[Short exercise]
Put the lines below into a numbered list, from the line containing "Indicate the person" through the last line of the entries, with both ends included. Skip blank lines and leave out the pictures.

Some records:
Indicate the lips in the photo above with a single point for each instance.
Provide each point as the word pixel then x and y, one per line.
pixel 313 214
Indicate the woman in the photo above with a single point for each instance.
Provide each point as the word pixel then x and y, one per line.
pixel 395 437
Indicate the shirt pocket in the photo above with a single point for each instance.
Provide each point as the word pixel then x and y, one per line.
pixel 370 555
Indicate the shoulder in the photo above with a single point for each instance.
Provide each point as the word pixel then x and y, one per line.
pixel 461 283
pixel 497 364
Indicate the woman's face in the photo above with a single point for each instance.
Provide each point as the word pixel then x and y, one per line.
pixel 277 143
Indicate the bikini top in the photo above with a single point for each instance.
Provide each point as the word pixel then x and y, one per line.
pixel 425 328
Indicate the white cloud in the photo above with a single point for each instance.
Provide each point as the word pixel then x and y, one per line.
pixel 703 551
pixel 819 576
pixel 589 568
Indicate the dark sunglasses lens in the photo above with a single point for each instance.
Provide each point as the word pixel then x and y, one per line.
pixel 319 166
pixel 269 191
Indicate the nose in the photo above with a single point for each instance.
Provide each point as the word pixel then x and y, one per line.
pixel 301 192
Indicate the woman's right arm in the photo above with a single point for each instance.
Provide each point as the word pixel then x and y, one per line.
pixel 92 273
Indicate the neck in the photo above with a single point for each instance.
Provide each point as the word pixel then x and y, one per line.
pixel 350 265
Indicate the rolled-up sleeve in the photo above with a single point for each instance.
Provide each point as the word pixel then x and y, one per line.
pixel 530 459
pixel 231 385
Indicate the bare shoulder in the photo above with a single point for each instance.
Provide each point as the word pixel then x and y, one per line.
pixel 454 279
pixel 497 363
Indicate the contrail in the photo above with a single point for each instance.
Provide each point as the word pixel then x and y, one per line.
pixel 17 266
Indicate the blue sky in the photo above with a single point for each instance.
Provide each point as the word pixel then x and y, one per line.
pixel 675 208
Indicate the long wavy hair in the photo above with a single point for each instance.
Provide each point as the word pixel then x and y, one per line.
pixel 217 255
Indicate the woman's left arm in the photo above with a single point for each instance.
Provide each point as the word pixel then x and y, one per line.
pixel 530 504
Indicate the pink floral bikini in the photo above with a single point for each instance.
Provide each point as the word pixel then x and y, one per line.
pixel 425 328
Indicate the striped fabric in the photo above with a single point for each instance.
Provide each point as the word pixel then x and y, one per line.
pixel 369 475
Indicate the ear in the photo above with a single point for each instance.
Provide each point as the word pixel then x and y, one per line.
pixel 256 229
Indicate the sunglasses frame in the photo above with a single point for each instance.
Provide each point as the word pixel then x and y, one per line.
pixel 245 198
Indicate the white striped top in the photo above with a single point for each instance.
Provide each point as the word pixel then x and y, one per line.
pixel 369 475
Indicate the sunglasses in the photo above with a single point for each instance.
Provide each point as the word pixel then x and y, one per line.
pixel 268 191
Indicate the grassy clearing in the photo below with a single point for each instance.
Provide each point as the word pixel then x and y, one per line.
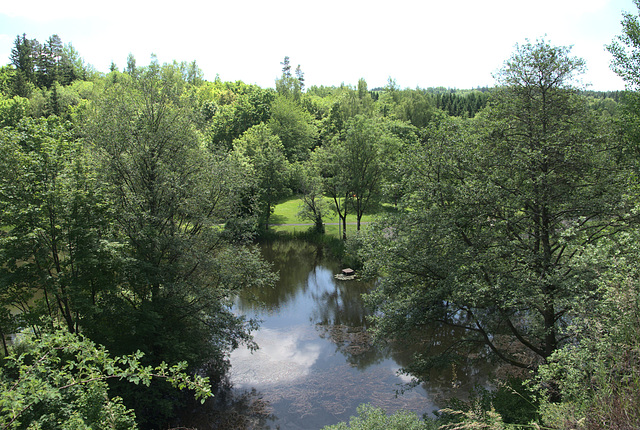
pixel 286 212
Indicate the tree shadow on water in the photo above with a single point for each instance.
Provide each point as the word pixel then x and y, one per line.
pixel 230 409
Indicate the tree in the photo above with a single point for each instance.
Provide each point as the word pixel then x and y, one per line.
pixel 598 374
pixel 131 68
pixel 500 210
pixel 60 381
pixel 264 152
pixel 287 85
pixel 363 162
pixel 313 205
pixel 56 244
pixel 22 60
pixel 172 198
pixel 326 160
pixel 294 126
pixel 625 50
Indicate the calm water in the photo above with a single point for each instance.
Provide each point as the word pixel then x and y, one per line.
pixel 316 363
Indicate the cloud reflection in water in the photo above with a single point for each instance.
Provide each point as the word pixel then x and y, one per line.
pixel 282 358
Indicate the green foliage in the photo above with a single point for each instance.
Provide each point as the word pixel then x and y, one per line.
pixel 238 108
pixel 56 247
pixel 172 196
pixel 514 401
pixel 598 375
pixel 12 110
pixel 294 126
pixel 60 381
pixel 496 214
pixel 264 153
pixel 371 418
pixel 625 49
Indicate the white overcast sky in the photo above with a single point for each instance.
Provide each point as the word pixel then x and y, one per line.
pixel 419 43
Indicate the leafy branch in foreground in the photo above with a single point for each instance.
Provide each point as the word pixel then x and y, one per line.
pixel 60 381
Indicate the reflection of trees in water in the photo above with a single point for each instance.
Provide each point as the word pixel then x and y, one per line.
pixel 339 303
pixel 293 260
pixel 230 409
pixel 440 356
pixel 354 343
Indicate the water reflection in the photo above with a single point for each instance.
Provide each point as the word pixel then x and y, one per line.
pixel 317 361
pixel 283 357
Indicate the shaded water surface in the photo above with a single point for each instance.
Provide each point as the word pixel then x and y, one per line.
pixel 316 362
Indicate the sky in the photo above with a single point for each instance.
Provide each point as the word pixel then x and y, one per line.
pixel 418 43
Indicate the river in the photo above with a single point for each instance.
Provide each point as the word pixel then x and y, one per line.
pixel 316 361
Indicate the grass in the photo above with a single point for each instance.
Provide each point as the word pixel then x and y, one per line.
pixel 286 212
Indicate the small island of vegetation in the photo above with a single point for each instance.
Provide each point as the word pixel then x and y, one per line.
pixel 131 202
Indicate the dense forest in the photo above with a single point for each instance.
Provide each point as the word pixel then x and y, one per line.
pixel 131 201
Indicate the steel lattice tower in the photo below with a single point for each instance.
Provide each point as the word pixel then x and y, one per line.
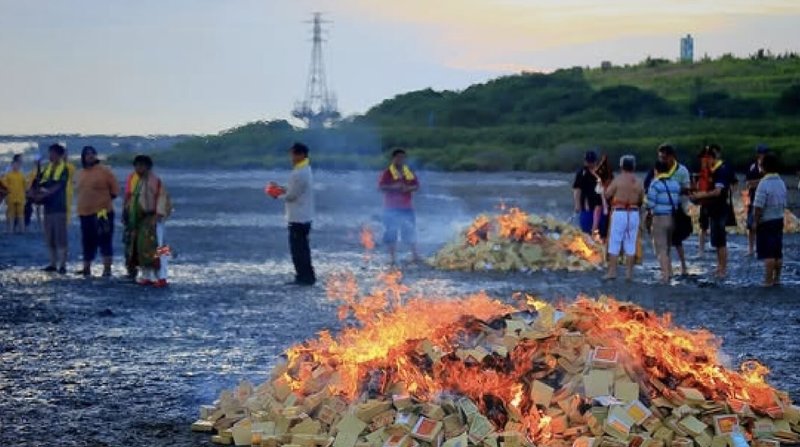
pixel 319 105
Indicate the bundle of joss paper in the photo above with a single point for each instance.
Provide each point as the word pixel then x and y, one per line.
pixel 791 223
pixel 517 241
pixel 423 372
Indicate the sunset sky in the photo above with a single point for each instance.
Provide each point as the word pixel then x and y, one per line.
pixel 200 66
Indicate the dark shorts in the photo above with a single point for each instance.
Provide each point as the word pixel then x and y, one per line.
pixel 55 230
pixel 704 219
pixel 751 216
pixel 399 222
pixel 769 239
pixel 716 226
pixel 92 238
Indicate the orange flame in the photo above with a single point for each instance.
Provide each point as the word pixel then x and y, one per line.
pixel 579 247
pixel 424 347
pixel 478 231
pixel 367 238
pixel 514 224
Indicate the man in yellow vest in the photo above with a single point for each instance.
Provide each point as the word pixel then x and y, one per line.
pixel 398 184
pixel 15 184
pixel 51 191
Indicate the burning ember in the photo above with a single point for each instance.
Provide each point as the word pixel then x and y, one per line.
pixel 367 238
pixel 515 240
pixel 413 371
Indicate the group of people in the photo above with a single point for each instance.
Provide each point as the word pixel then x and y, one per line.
pixel 397 182
pixel 51 187
pixel 610 208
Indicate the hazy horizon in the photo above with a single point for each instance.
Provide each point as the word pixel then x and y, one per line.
pixel 201 66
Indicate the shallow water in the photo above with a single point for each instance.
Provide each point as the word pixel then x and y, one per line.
pixel 103 362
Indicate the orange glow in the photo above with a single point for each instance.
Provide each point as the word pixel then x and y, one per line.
pixel 478 231
pixel 579 247
pixel 428 346
pixel 514 225
pixel 367 238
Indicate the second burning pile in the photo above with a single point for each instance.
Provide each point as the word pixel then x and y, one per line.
pixel 517 241
pixel 424 372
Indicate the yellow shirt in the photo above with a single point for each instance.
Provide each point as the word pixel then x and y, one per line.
pixel 15 183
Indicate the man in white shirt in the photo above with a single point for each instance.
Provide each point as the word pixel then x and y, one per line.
pixel 298 196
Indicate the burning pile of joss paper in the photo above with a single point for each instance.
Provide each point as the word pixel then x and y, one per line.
pixel 517 241
pixel 421 372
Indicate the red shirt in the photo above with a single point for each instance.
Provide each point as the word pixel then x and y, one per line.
pixel 395 199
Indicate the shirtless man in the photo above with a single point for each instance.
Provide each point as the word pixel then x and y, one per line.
pixel 625 194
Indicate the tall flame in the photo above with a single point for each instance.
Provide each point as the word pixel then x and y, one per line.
pixel 428 346
pixel 367 238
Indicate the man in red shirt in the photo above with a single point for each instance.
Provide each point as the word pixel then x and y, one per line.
pixel 398 184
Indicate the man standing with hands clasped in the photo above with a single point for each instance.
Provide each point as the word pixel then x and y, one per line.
pixel 398 184
pixel 298 196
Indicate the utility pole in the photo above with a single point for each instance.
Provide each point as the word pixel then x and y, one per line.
pixel 318 108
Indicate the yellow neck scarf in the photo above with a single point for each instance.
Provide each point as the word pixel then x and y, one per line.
pixel 302 164
pixel 669 173
pixel 51 173
pixel 407 174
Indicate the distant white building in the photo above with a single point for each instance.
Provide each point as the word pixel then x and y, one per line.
pixel 687 49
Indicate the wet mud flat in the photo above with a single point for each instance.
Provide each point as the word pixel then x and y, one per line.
pixel 103 362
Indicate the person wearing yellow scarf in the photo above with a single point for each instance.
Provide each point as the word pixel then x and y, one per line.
pixel 398 184
pixel 395 173
pixel 298 198
pixel 718 210
pixel 52 191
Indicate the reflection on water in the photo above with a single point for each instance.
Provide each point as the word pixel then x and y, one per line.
pixel 110 358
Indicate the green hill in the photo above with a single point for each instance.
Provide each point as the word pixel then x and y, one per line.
pixel 535 121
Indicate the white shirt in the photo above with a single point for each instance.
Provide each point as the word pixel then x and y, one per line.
pixel 299 197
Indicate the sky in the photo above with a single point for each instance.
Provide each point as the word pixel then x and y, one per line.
pixel 201 66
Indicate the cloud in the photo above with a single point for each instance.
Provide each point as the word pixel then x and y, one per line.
pixel 480 34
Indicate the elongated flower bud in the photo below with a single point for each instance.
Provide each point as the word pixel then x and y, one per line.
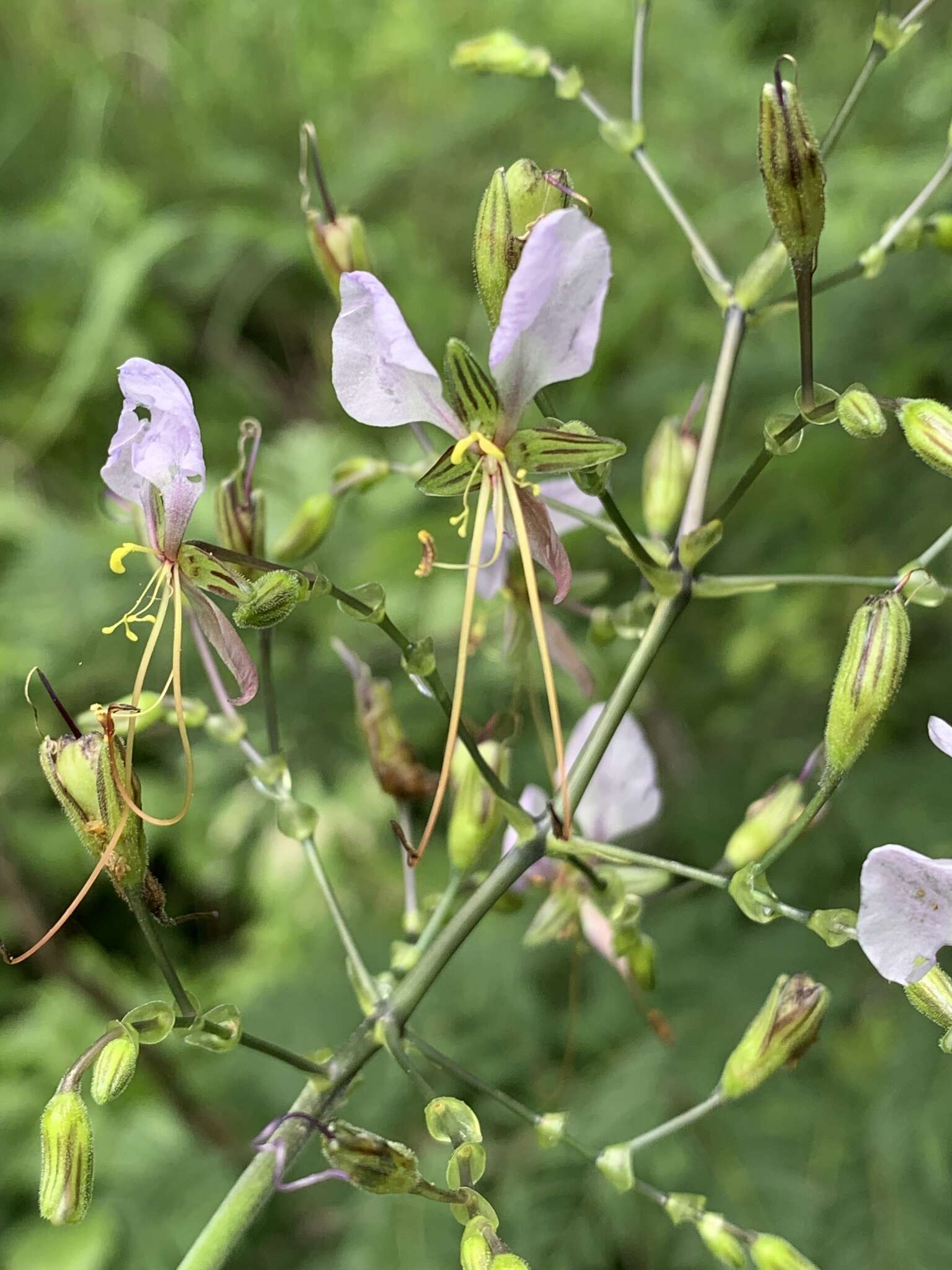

[Result of the exercise]
1. Indicate the person wearing yellow scarf in the photo above with a single point for each instance.
2. Provide each point as the word pixel then x and y, one per line.
3. pixel 398 184
4. pixel 395 173
5. pixel 298 198
6. pixel 718 210
7. pixel 52 191
8. Indicate the reflection on water in the photo above with a single point for each instance.
9. Provide each point as the word pixel then x and y, one per line.
10. pixel 110 358
11. Indicate the green hill in the photo above with a single point for each instance.
12. Provide each point as the word pixel then x and y, one per line.
13. pixel 535 121
14. Indicate the white shirt in the photo above with a single point for each instance.
15. Provide each point as the word pixel then x and y, one per line.
16. pixel 299 197
17. Indicate the sky in the photo above with a single point for each instance.
18. Provide each point as the word pixel then x and y, one per line.
19. pixel 201 66
20. Indicate the cloud in the photo above with a single point for each instance.
21. Provide each point as the word pixel then x and y, one per line.
22. pixel 480 34
23. Indicate the elongated flower bud in the photo below with a single point for each instance.
24. Provide each point as the word pixel then x and y, one per line.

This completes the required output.